* **TASK REQUIREMENTS**
Instruction for the entries that follow: retype exactly the lines from the line with "point: one pixel per instance, each like <point>233,29</point>." to the line with "point: one pixel per instance, each like <point>476,261</point>.", both included, and omit all others.
------------------------------------------------------------
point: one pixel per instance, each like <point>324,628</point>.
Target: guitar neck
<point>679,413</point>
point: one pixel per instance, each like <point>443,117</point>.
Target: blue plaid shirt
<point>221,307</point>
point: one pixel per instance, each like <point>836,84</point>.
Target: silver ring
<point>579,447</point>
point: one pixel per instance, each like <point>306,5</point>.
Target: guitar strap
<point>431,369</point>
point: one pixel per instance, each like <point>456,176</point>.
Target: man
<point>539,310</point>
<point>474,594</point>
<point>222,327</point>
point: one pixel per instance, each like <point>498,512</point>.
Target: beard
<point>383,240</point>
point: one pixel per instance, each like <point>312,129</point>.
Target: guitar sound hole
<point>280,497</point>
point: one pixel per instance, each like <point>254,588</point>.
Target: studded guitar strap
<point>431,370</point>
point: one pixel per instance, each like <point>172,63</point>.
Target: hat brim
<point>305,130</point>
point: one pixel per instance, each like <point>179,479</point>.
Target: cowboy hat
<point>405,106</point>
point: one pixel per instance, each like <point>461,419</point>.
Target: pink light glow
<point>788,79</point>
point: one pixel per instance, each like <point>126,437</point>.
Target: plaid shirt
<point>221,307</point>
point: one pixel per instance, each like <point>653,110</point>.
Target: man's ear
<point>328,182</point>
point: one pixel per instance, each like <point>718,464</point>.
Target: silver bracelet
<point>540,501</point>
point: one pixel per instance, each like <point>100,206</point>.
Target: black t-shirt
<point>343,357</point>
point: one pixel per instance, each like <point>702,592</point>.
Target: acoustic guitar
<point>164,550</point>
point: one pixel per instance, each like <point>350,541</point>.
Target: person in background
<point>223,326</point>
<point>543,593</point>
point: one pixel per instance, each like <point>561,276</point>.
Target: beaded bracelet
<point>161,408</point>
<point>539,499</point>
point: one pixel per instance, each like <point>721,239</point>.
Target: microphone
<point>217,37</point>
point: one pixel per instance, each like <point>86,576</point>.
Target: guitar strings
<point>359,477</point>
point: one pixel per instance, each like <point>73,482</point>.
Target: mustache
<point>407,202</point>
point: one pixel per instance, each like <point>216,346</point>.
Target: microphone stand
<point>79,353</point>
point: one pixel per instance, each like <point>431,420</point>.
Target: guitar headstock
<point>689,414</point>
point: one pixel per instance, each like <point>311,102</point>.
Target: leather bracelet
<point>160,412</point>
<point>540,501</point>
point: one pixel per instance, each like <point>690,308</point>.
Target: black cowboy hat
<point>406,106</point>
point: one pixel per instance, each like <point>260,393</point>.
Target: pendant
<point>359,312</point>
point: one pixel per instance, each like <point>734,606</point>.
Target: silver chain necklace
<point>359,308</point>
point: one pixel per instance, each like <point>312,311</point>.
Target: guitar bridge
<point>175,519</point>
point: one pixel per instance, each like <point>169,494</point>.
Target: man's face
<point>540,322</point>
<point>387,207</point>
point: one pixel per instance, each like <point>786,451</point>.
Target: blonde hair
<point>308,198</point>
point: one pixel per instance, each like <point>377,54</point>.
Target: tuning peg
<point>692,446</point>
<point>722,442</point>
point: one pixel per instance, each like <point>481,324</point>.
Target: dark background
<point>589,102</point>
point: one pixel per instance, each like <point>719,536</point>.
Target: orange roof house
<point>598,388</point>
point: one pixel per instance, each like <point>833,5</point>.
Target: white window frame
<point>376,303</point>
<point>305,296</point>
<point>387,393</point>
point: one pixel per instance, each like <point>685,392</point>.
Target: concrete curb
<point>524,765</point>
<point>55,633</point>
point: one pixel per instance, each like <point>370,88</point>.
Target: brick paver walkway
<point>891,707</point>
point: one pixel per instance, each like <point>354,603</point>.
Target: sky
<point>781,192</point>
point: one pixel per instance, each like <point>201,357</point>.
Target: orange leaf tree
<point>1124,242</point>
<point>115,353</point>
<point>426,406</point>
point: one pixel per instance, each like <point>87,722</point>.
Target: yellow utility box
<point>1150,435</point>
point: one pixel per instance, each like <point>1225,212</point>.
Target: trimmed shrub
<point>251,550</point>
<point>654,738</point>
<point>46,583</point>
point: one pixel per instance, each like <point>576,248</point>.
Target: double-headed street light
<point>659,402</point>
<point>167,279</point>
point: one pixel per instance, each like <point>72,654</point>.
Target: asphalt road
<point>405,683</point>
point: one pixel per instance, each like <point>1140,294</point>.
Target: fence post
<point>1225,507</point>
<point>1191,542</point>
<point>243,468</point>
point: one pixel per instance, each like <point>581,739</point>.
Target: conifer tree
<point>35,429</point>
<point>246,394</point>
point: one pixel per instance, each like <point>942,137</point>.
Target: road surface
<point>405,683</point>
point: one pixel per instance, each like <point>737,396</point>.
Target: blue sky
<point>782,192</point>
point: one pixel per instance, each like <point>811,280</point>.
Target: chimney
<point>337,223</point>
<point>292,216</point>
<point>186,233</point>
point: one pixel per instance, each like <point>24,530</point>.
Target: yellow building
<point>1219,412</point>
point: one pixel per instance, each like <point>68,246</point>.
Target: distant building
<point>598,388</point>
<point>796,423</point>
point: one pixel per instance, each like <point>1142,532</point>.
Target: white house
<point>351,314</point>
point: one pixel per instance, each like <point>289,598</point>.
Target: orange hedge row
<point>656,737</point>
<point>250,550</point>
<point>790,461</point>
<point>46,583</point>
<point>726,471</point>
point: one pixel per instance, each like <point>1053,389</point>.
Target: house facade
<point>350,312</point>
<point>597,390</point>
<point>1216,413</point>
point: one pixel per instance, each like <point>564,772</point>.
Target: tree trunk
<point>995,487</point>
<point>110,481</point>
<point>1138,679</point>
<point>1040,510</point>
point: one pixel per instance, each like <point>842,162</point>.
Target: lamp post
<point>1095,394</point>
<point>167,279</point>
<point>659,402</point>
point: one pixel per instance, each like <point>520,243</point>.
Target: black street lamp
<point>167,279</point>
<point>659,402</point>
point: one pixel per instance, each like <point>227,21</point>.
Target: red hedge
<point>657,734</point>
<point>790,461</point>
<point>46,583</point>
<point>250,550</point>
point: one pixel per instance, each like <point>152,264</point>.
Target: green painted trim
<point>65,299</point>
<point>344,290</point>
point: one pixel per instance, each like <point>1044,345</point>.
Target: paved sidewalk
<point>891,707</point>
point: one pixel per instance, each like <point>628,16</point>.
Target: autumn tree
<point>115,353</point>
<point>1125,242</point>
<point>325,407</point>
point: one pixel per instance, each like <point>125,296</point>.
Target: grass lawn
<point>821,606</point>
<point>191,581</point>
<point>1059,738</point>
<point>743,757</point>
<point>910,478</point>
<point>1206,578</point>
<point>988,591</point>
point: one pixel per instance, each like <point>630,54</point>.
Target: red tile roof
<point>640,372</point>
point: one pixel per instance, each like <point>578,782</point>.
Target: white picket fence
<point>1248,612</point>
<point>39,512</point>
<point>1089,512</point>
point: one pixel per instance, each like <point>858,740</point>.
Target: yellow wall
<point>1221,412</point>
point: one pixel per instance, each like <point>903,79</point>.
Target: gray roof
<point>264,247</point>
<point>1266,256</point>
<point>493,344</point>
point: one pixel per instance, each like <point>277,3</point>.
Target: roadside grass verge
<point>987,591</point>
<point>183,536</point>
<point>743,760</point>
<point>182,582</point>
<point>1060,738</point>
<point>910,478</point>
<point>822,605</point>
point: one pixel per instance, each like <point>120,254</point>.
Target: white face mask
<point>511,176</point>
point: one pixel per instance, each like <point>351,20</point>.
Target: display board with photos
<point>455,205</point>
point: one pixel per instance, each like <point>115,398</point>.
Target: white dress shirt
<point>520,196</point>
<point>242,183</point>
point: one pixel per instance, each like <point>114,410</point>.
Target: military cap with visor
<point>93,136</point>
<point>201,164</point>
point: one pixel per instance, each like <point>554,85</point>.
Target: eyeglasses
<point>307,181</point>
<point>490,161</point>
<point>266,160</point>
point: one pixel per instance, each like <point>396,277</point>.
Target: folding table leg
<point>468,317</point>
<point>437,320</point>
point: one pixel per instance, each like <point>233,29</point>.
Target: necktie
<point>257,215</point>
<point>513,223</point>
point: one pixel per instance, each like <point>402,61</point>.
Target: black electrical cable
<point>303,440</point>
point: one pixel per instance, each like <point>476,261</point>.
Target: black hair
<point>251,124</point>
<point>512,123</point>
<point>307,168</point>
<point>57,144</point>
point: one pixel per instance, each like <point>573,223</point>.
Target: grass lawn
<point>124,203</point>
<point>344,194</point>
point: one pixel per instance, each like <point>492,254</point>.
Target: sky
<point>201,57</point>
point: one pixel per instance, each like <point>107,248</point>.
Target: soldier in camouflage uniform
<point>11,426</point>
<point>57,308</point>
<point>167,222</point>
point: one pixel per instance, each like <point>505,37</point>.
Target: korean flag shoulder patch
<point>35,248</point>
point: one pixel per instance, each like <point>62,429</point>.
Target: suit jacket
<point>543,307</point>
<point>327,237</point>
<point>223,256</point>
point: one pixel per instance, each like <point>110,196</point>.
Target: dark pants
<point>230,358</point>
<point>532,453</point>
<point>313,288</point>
------------------------------------------------------------
* **WRITTEN ANSWER**
point: one pixel per instance, each like <point>233,29</point>.
Target: necktie
<point>257,215</point>
<point>513,223</point>
point: one pixel per instance, each like <point>402,61</point>.
Target: black electrical cable
<point>303,440</point>
point: one pixel per instance, each like <point>476,261</point>.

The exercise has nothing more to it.